▶ [TASKS FOR THIS EXERCISE]:
1. In the ANTLR lexer thread below, which input does the poster say the lexer can no longer be made to match as an Integer?
2. Pick up the ANTLR lexer thread below and carry it on from its last sentence.

▶ [TEXT PASSAGE]:
━━━━━━
[antlr-interest] Lexer ambigiuoties

Tue Feb 17 22:38:45 PST 2009

Paul Bouché (NSN) schrieb:
> Hi,
> 
> I have a lexer which already recognizes valid tokens of different types, 
> e.g. an integer will generate an integer token, a quoted string a string 
> token, an ip address and ipaddress token etc.
> E.g:
> 
> property : key '=' value;
> key : Name;
> value : Integer | String | Ipaddress;
> Name : ('a'..'z' | 'A'..'Z' | '0'..'9' | '_' | '-' | ':' | '%')+
> Integer : ('+'|'-')? ('0'..'9')+;
> Ipaddress : ('0'..'9')+ '.' ('0'..'9')+ '.' ('0'..'9')+ '.' ('0'..'9')+ 
> // simplified, actual grammar is correct max of three digits
> String :  ( '\'' ( STRING_ | '`' | '"' | '\\' '\'' )* '\''
>          | '"' ( STRING_ | '`' | '\'' | '\\' '"' )* '"'
>          );
> WHITESPACE
>        :
>        ( ' ' | '\t' | '\n' )+
>        { skip(); }
>        ;
> 
> All works fine. Now I need to include unquoted strings with blanks. The 
> problem is '0 ' (zero blank - without quotes of course). I cannot get 
> the lexer to match this as an Integer as before. Basically I want a rule 
> which says, if it is not something of the previous tokens, try if is an 
> unquoted string. Of course an unquoted string may not have newlines.
━━━━━━
▶ [DATASET CONTENT]:
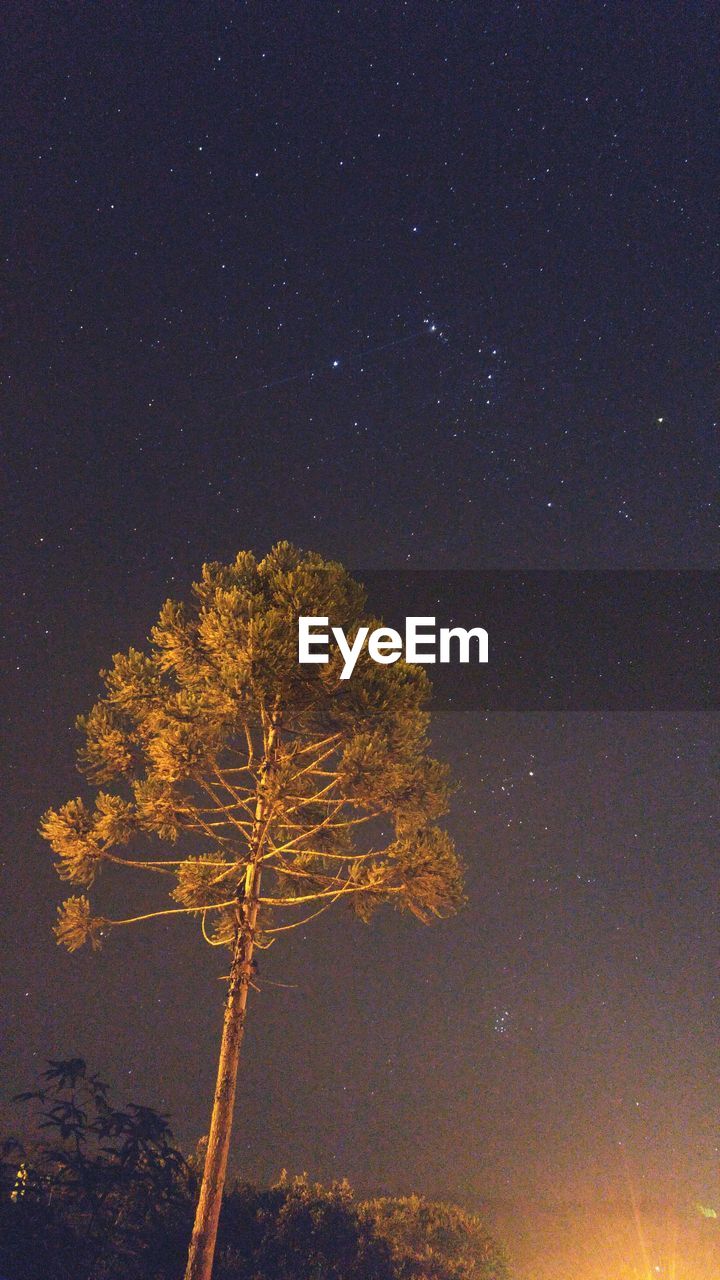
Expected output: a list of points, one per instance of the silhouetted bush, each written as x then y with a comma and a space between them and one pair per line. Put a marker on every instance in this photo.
104, 1194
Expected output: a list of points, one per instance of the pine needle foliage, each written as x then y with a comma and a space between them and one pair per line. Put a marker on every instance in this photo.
214, 752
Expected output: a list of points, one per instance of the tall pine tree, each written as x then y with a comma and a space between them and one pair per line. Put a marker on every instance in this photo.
259, 790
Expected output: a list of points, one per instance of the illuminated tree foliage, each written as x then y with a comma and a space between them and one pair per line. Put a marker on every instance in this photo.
260, 791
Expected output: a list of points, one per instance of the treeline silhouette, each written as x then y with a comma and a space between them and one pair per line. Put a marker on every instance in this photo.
103, 1193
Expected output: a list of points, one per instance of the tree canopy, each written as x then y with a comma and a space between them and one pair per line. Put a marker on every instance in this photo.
213, 750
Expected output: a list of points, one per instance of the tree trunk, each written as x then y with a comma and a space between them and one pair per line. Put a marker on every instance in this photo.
208, 1212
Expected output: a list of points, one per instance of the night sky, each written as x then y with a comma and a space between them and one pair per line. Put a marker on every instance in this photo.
415, 286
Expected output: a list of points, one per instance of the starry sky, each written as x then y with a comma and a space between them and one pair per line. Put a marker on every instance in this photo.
419, 287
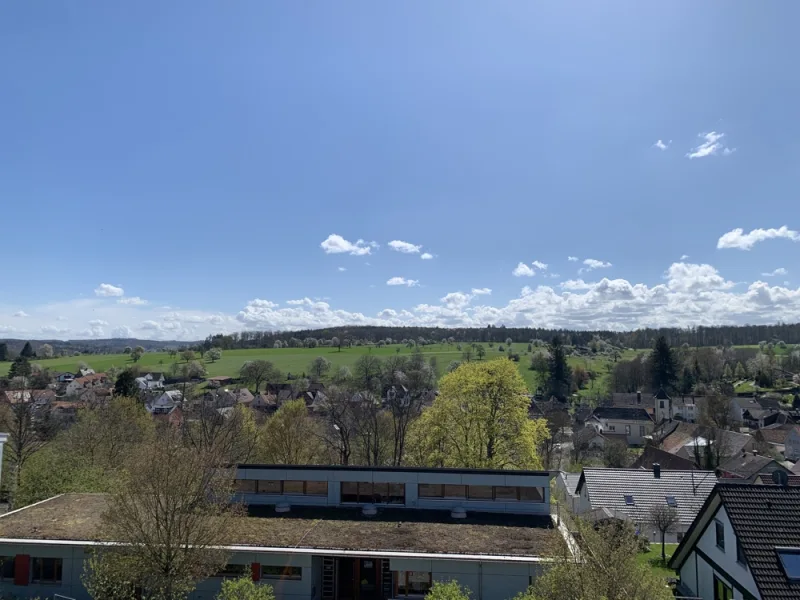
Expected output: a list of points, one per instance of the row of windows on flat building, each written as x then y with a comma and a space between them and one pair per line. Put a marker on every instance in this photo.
362, 492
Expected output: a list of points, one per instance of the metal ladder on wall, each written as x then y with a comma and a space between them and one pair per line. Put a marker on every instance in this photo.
386, 579
328, 578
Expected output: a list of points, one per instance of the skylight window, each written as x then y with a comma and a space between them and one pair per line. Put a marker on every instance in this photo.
790, 561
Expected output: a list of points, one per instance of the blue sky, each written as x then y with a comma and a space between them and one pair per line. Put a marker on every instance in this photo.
198, 155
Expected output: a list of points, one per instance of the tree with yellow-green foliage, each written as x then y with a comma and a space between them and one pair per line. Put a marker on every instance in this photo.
479, 420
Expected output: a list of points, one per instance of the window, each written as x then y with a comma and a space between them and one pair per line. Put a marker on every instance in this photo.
455, 491
46, 570
531, 494
316, 488
413, 583
233, 571
790, 561
282, 573
349, 491
740, 558
722, 591
7, 568
245, 486
506, 493
269, 487
720, 532
430, 490
480, 492
292, 487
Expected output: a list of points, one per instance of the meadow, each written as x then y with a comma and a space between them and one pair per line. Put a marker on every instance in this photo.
297, 361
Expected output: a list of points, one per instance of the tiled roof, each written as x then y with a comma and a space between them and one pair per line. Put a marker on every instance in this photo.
764, 517
621, 413
608, 488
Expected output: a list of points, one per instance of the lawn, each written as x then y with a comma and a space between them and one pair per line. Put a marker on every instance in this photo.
297, 360
653, 559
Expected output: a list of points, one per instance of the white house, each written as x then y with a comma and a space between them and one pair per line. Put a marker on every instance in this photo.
744, 543
633, 494
634, 423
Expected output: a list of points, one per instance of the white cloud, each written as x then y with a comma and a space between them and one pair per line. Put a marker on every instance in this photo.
123, 331
108, 290
737, 238
404, 247
710, 146
402, 281
336, 244
523, 270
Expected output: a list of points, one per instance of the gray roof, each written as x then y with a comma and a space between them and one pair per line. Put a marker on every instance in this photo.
607, 488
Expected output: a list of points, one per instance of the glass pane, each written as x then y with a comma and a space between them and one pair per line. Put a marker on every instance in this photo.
317, 488
380, 493
480, 492
365, 492
293, 487
349, 491
430, 490
531, 494
455, 491
505, 493
397, 493
245, 486
269, 487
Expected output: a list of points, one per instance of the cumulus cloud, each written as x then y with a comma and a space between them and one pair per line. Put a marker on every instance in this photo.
121, 332
740, 240
710, 146
404, 247
106, 290
402, 281
336, 244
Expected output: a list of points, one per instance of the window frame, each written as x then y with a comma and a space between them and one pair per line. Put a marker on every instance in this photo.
282, 576
719, 527
37, 563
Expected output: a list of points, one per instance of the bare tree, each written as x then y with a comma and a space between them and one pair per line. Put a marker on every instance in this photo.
664, 518
171, 517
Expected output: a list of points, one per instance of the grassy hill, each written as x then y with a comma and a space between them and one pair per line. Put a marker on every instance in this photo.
297, 360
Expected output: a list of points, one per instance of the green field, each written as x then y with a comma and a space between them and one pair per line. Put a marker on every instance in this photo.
296, 361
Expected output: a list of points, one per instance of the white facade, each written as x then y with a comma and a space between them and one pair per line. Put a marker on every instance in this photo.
708, 561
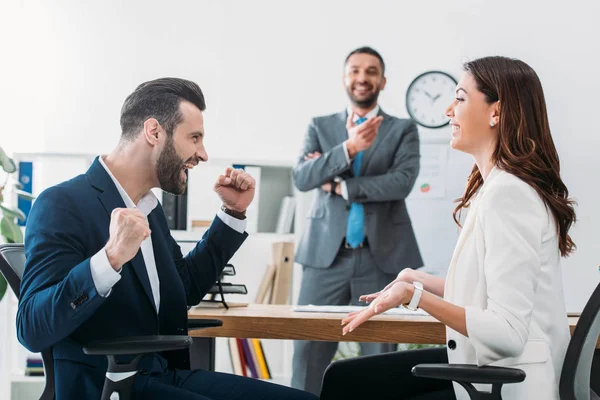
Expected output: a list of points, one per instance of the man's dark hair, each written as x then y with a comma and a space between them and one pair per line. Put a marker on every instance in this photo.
367, 50
158, 99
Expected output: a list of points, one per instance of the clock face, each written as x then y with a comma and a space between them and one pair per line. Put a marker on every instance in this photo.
428, 96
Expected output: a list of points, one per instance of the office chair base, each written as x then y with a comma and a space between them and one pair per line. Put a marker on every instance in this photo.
119, 379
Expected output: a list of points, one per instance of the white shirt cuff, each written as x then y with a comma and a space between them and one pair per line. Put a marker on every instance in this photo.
103, 274
344, 188
238, 225
345, 146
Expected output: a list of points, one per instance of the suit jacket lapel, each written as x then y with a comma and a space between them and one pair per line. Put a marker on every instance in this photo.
466, 231
110, 198
383, 129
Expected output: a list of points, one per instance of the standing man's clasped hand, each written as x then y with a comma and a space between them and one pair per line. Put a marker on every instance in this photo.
236, 189
361, 137
396, 294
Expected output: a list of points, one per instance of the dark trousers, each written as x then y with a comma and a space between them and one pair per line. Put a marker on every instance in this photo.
205, 385
387, 377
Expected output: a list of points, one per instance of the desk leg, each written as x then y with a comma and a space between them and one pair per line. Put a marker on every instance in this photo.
202, 354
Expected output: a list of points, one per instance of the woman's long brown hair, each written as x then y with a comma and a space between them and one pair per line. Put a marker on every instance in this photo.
525, 147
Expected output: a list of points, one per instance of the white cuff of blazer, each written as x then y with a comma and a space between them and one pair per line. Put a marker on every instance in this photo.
103, 274
238, 225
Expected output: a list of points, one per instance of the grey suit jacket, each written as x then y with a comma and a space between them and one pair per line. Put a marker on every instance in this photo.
388, 172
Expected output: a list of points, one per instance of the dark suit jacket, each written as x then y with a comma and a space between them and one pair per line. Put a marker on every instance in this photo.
388, 172
59, 305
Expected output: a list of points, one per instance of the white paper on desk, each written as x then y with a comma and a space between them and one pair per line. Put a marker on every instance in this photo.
348, 309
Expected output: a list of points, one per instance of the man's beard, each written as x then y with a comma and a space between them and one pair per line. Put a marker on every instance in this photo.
168, 170
364, 103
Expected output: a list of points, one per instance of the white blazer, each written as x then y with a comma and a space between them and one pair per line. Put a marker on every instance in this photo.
506, 272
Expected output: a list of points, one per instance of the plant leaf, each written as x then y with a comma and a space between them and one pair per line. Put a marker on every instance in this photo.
6, 162
10, 230
12, 212
25, 195
2, 286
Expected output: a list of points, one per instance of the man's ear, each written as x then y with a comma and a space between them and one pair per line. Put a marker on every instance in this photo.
151, 131
495, 117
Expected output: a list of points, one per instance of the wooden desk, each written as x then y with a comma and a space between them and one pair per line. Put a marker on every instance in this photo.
262, 321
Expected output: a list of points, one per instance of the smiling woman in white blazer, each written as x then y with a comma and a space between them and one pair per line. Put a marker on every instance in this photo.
502, 300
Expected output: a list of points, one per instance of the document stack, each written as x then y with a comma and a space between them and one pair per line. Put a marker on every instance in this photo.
34, 367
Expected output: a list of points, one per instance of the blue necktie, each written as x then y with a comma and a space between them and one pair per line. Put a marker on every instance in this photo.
355, 228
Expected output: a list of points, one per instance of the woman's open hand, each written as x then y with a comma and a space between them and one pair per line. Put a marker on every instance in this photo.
395, 294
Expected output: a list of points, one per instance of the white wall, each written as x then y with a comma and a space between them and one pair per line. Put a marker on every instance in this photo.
266, 67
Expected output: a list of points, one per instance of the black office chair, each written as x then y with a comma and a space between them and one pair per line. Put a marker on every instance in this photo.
575, 383
582, 360
119, 377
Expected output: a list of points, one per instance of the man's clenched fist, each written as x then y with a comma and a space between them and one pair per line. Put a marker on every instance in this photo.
128, 229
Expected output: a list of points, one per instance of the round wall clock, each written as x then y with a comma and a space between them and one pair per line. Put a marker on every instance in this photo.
427, 97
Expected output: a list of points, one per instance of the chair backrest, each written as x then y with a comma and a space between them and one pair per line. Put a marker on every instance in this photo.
12, 266
577, 367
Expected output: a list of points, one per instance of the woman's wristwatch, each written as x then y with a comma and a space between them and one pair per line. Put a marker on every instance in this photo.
414, 302
233, 213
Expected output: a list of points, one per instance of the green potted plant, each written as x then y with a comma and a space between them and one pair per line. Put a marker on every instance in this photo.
9, 229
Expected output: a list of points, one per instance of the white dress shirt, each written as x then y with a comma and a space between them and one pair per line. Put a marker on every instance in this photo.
370, 114
104, 275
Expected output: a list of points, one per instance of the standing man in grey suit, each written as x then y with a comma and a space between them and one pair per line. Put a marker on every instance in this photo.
359, 235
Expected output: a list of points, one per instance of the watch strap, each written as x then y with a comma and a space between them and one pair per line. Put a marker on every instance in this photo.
233, 213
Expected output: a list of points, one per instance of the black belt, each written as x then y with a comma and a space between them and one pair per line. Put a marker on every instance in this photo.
346, 245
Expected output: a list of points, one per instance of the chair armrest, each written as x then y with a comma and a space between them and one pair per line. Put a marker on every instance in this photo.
137, 345
469, 373
203, 323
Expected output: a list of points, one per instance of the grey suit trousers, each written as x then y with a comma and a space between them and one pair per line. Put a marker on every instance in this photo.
353, 273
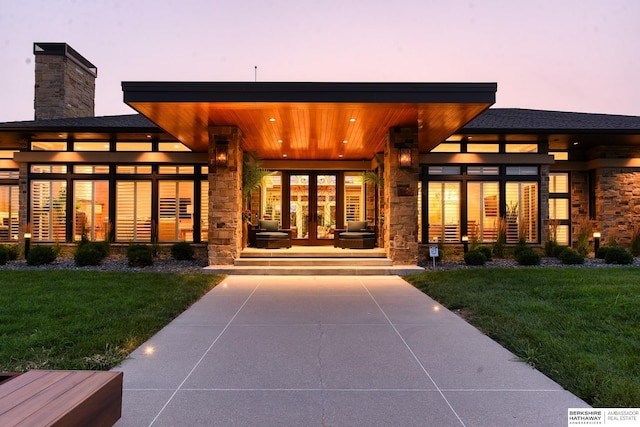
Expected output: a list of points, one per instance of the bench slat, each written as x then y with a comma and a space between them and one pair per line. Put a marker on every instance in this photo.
63, 398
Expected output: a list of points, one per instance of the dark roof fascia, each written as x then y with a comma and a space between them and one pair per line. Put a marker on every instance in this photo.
525, 121
308, 92
122, 123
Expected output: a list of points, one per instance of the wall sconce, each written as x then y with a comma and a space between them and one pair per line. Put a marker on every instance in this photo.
222, 154
404, 157
465, 243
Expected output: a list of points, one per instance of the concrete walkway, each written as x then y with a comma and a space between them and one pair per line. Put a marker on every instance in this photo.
330, 351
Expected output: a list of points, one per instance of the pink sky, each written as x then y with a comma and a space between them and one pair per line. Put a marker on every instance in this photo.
566, 55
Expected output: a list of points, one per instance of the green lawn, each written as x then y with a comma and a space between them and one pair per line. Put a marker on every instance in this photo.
580, 326
60, 319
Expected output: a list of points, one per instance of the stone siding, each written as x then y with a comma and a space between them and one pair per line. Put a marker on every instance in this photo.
618, 203
401, 198
63, 89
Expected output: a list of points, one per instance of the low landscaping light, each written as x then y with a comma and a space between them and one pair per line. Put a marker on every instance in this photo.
465, 243
596, 242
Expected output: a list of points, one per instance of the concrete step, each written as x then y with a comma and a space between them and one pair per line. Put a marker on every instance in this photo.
313, 262
393, 270
312, 252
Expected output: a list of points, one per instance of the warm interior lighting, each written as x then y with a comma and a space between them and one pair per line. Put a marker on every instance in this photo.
222, 154
404, 157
━━━━━━
▶ [FINAL RESULTS]:
1. A zero followed by a blank ('0 ', without the quotes).

2.
> Any hints on how to archive this?
> I tried everything and ran several times into code too large exceptions 
> because the actual grammar is much more complex (there are more unquoted 
> values which are recognized by certain prefixed characters such as < 0x 
> :: etc.).
> 
> Thanks a bunch!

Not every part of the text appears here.